Consequently, well based predictions on the basis of a well developed
understanding and theory are still left for the future. For instance, the rate
of lateral spreading of floating LNAPL lenses at the groundwater table have
been mainly considered for rather homogeneous situations (both numerically and
analytically). Also the spreading of NAPLs above coarse/fine (and vice versa)
layer interfaces has been studied, but only for relatively simple boundary
conditions (homogeneous layers). Hence, one of the main problems, the
volume of soil and aquifer contaminated by erratic flow of DNAPLs, in
realistically layered nonhomogeneous porous medium, cannot be assessed. For
similar reasons, the dissolution of free liquid into the aqueous phase, as well
as the volatilisation of important NAPLs to the soil atmosphere, and the
concentration levels and time periods involved, are still practical questions
to which current science cannot provide a reasonably accurate answer.
Geochemical
and biological processes are predominant factors of the fate and transport of
contaminants in soils and the unsaturated zone. Often these processes are
studied separately. Detailed modeling approaches have been developed to couple
the description of water flow and geochemical interactions. In parallel,
attempts have been performed to couple the description of microbiological
activities with geochemical interactions. They are functionally strongly
related, where small scale heterogeneity serves as an important factor to provide
a niche for surviving organisms, a starting point for colonising other parts of
the soil, and where an adequate linkage of biotic and abiotic factors is
necessary for the assessment of the response of the ecosystem to contamination,
the ability to buffer and transform pollutants, and of the integrity of the
soil ecosystem/food chain.

The data:
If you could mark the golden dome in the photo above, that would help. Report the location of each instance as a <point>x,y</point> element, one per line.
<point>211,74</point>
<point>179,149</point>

Work instructions:
Extend the passage on contaminant behavior in soils and groundwater, beginning right after its final sentence.

Solved exercise:
In
addition to the understanding and modelling of biogeochemical interactions, it
is necessary to predict the impact of these coupled processes at transient flow
conditions in the unsaturated zone. The complexity of these coupling phenomena
is one of the major barrier for practical application of the present knowledge
in each discipline (e.g. soil physics, geochemistry, plant physiology and
microbiology). To overcome this gap, more interdisciplinary modelling
approaches must be proposed, following a step by step experimental
identification and validation of the model modules. The development, test, and
validation of such coupled models for simulating the fate and transport of
contaminants in soil and the unsaturated zone is an important task in the
environmental sciences.
Another, yet still neglected
aspect of the bigeochemical interactions in soil is the mutual interdependence
of long-term contaminant input and the presence and the structural and
functional biodiversity of soils and aquifers. While the principal role of the
subsurface community for the contaminant fate is obvious (degradation,
mineralisation, metabolisation, humification, immobilisation and formation of
bound residues), we essentially lack the knowledge with respect to the effect
of contaminants on the microbial community and its activity. Thus, neither the
formation of metabolites nor the export of contaminants, metabolites and
degradation production nor the development of contaminant turnover rates can be
estimated à priori.
Our current understanding of
natural attenuation is based on assumptions that the present biological
activity as well as the environmental boundary conditions stay constant over
time. With this, however, it is intrinsically presumed that the active
microbial community at a site und thus the functional diversity is not affected
by the contaminants. This assumption, besides most other assumptions on the
biodiversity in soils, is completely unproven. The most prominent reason for
this fact, of course, is our principle knowledge gap both with respect to the
functional biodiversity and the structural biodiversity in soils. The few
studies on soil biodiversity, conducted up to now, aimed at the assessment of
the structural biodiversity, while the aspect of functional biodiversity is a
key issue within the biodiversity research in general.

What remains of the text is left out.